(Stored items from a collection)

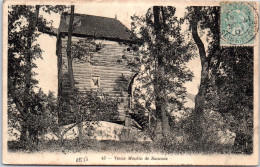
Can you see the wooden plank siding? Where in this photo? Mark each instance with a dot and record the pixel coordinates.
(107, 64)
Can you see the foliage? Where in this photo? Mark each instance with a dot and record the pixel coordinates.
(41, 118)
(23, 49)
(170, 46)
(226, 80)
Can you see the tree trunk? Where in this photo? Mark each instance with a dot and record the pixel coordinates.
(60, 75)
(28, 75)
(162, 123)
(201, 96)
(71, 76)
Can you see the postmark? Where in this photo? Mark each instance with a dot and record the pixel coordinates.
(238, 23)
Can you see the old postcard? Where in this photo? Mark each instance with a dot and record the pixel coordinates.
(130, 82)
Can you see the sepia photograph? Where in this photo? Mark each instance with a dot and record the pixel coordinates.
(130, 83)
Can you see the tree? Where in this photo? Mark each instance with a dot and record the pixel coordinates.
(71, 75)
(226, 79)
(160, 61)
(202, 19)
(23, 22)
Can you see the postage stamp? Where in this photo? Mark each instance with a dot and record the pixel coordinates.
(239, 23)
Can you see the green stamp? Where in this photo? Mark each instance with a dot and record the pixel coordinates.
(238, 23)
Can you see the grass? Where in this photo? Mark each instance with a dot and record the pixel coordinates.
(72, 146)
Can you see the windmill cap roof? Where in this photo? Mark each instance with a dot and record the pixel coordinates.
(96, 26)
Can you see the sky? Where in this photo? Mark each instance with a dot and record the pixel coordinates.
(47, 67)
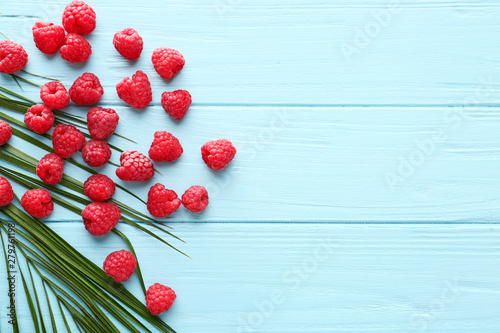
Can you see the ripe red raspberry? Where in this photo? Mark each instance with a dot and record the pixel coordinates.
(48, 37)
(86, 90)
(50, 169)
(6, 192)
(218, 154)
(195, 199)
(136, 92)
(13, 57)
(5, 132)
(100, 218)
(75, 49)
(37, 203)
(99, 188)
(96, 153)
(161, 201)
(78, 17)
(135, 167)
(165, 147)
(120, 265)
(176, 103)
(159, 298)
(67, 140)
(102, 122)
(54, 95)
(128, 43)
(39, 118)
(167, 62)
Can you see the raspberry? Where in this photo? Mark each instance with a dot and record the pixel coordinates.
(167, 62)
(79, 17)
(159, 298)
(13, 57)
(39, 118)
(218, 154)
(96, 153)
(161, 201)
(5, 132)
(135, 167)
(86, 90)
(54, 95)
(165, 147)
(99, 187)
(102, 122)
(128, 43)
(120, 265)
(50, 169)
(195, 199)
(67, 140)
(136, 92)
(48, 37)
(75, 49)
(176, 103)
(100, 218)
(6, 192)
(37, 203)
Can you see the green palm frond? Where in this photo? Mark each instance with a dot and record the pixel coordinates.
(90, 291)
(87, 299)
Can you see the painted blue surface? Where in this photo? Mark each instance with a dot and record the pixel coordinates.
(384, 113)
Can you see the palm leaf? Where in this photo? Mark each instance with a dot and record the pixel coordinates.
(51, 253)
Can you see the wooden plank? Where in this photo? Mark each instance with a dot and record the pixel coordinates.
(274, 52)
(328, 164)
(318, 277)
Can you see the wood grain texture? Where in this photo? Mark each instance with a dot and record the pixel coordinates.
(274, 52)
(383, 113)
(329, 278)
(346, 164)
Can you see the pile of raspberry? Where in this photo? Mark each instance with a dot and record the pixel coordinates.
(101, 216)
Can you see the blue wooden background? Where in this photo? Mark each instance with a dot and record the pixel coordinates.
(365, 194)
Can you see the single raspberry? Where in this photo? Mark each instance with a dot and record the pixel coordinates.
(6, 192)
(135, 167)
(39, 118)
(165, 147)
(128, 43)
(100, 218)
(176, 103)
(48, 37)
(86, 90)
(54, 95)
(67, 140)
(5, 132)
(78, 17)
(136, 92)
(167, 62)
(75, 49)
(37, 203)
(159, 298)
(120, 265)
(218, 154)
(102, 122)
(50, 169)
(13, 57)
(161, 201)
(195, 199)
(99, 187)
(96, 153)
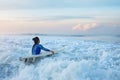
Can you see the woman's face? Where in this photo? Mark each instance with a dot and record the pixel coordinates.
(38, 41)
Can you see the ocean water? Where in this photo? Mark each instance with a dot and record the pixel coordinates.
(76, 58)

▶ [Prompt]:
Without the pictures, output the full listing exactly as it stands.

▶ [Response to this exercise]:
Can you see the wooden plank siding? Where in this photo? Mark each instance with a dot and record the pixel coordinates.
(107, 64)
Can you see the foliage? Where in this photo? Mark each instance with a dot and record the pixel coordinates.
(41, 118)
(23, 49)
(170, 46)
(226, 80)
Can you see the tree trunk? Where in this photo? Mark each instance with a dot and record the pixel coordinates.
(60, 75)
(28, 75)
(162, 123)
(201, 96)
(71, 76)
Can you see the postmark? Where in this photo? Mark each instance with a dot and record the pixel coordinates.
(238, 23)
Can you see the old postcard? Where in this photo? Mark each instance with a dot and record the pixel coordinates.
(130, 82)
Can you see the sepia photograph? Where in this photo? Mark each instance with a dot and record the pixel coordinates.
(130, 83)
Can you see the tree? Where in this photo? Mark each instance with a dot and record the pixel coordinates.
(71, 75)
(226, 79)
(160, 61)
(202, 19)
(23, 22)
Can you see the postage stamp? Where in this photo? Mark each instance with a dot and record the pixel coordinates.
(239, 23)
Can you see the green stamp? Where in this photo? Mark each instance with a dot and record the pixel coordinates.
(238, 23)
Can you see the grass? Where in this photo? Mark each instance with a dot and record the pixel coordinates.
(72, 146)
Can you see the windmill cap roof? Where in this photo? Mark each instance with a dot and record the pixel coordinates.
(96, 26)
Can you see the sky? Where in this photo? Mark each instance with a dot and record the pixel coordinates.
(47, 67)
Can you see the ripe red raspberry? Where in this photo? Mark each instance with a dot and record the pixel coordinates.
(48, 37)
(86, 90)
(50, 169)
(6, 192)
(218, 154)
(195, 199)
(136, 92)
(13, 57)
(5, 132)
(100, 218)
(75, 49)
(37, 203)
(99, 188)
(96, 153)
(161, 201)
(78, 17)
(135, 167)
(165, 147)
(120, 265)
(176, 103)
(159, 298)
(67, 140)
(102, 122)
(54, 95)
(128, 43)
(39, 118)
(167, 62)
Can you see the raspberry? Where in this photo? Mark each instance with a dot and record the pixel coordinates.
(167, 62)
(79, 17)
(159, 298)
(13, 57)
(39, 118)
(218, 154)
(96, 153)
(161, 201)
(5, 132)
(135, 167)
(86, 90)
(54, 95)
(165, 147)
(99, 187)
(102, 122)
(128, 43)
(120, 265)
(50, 169)
(195, 199)
(67, 140)
(136, 92)
(48, 37)
(75, 49)
(176, 103)
(100, 218)
(6, 192)
(37, 203)
Can you see the green palm frond? Where in this photo? Mark each instance with a dot and record the pixel coordinates.
(90, 291)
(87, 299)
Can you see the painted blue surface? Where in this photo? Mark each instance with a dot and record the pixel coordinates.
(384, 113)
Can you see the palm leaf? Where in this photo? Mark each instance with a dot and record the pixel coordinates.
(51, 253)
Can you see the wooden plank? Where in this photo? Mark each instance with a dot and record the pixel coordinates.
(274, 52)
(328, 164)
(318, 277)
Can you see the wood grain texture? Where in this photo? Mark each instance with a dot and record the pixel coordinates.
(274, 52)
(383, 113)
(329, 278)
(346, 164)
Can you see the pile of raspberry? Where in this photo? Mark each instance with a dot and record the pixel coordinates.
(101, 216)
Can you see the blue wooden background? Where in this photo? Mark each instance with a dot and record the pixel coordinates.
(365, 194)
Can you see the single raspberry? Where in this photo? Mark each instance with a dot and record the pixel coordinates.
(6, 192)
(135, 167)
(39, 118)
(165, 147)
(128, 43)
(100, 218)
(176, 103)
(48, 37)
(86, 90)
(54, 95)
(67, 140)
(5, 132)
(78, 17)
(136, 92)
(167, 62)
(75, 49)
(37, 203)
(159, 298)
(120, 265)
(218, 154)
(102, 122)
(50, 169)
(13, 57)
(161, 201)
(195, 199)
(99, 187)
(96, 153)
Can you see the woman's face? Where in this photo? Mark each instance with a dot and record the pixel coordinates.
(38, 41)
Can you see the ocean water? Where in this photo? Mark each instance with a dot and record the pixel coordinates.
(76, 58)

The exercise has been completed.